___ Text to read ___

Therefore, the thought of Jn 14:10-11, particularly the revelation of the mutual immanence between Jesus and the Father, is shown to be not accidental but well-grounded and rooted in Johannine theology and Christology. Moreover, the fundamental characteristic of Jesus’ mission is affirmed again, which simply consists in “letting” God the Father speak and work in Him (v. 10b). This is obviously an active “letting” in the sense of a “doing,” a creative collaboration in absolute obedience to the Father’s will, as Jesus  Himself solemnly declared several times in Jn, particularly in the bread of life discourse: “I came down from heaven not to do my own will but the will of the one who sent me” (Jn 6:38; cf. 4:34; 5:30).

3. “Amen, amen, I say to you, whoever believes in me will do the works that I do, and will do greater ones than these, because I am going to the Father.”

With the initial double “Amen, amen,” distinctive of Jesus’ speech, the sentence quoted above solemnly closes the discourse and recalls what was mentioned at the beginning: belief in Jesus and His going to the Father. These two themes, however, are not simply repeated just to close, but open up a new horizon, according to the Johannine “spiral” dynamic. In connection also with the previous mention of the works of the Father/Son (vv. 10.11), Jesus announces with certainty that the believer will do the same or even greater works than Jesus. We are again confronted with something grandiose, even and especially from the point of view of mission.

___ Entries ___

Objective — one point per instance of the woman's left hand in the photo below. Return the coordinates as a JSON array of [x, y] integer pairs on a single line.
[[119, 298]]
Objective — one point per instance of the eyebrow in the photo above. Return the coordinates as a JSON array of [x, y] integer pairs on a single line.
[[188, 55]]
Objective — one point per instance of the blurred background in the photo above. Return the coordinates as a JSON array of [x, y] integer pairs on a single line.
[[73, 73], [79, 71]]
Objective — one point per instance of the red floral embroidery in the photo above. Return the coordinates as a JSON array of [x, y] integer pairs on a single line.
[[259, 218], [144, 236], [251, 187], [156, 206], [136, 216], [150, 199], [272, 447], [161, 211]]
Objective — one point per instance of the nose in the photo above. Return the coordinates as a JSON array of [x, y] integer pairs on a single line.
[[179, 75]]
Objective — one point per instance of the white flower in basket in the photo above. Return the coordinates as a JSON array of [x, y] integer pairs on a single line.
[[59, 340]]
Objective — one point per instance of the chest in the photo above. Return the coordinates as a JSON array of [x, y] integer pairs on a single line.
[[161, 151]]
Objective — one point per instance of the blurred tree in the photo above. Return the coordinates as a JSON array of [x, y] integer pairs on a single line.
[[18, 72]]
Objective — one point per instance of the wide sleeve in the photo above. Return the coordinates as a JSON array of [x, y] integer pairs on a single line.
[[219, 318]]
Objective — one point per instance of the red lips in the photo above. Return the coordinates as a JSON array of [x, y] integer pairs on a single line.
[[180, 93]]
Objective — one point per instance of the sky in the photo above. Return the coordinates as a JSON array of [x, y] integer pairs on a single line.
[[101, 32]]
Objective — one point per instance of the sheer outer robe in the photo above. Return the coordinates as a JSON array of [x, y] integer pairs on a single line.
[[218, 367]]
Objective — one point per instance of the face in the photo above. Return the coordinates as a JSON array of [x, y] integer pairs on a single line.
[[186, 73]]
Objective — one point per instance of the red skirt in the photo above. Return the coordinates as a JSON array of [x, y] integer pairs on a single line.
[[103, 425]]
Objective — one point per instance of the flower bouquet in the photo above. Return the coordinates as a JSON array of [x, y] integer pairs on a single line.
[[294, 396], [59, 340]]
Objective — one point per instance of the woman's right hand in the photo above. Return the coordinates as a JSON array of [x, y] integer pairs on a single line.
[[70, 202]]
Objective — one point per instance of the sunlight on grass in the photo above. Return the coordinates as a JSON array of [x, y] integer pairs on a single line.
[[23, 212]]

___

Exercise tasks —
• 1. In the commentary on John 14, reproduce word for word the stretch that begins at "With the initial" and stops after "view of mission.".
• 2. Render this sentence from the commentary on John 14 into Spanish: "We are again confronted with something grandiose, even and especially from the point of view of mission."

Outputs by task —
• 1.
With the initial double “Amen, amen,” distinctive of Jesus’ speech, the sentence quoted above solemnly closes the discourse and recalls what was mentioned at the beginning: belief in Jesus and His going to the Father. These two themes, however, are not simply repeated just to close, but open up a new horizon, according to the Johannine “spiral” dynamic. In connection also with the previous mention of the works of the Father/Son (vv. 10.11), Jesus announces with certainty that the believer will do the same or even greater works than Jesus. We are again confronted with something grandiose, even and especially from the point of view of mission.

• 2. Nos encontramos de nuevo ante algo grandioso, incluso y sobre todo desde el punto de vista de la misión.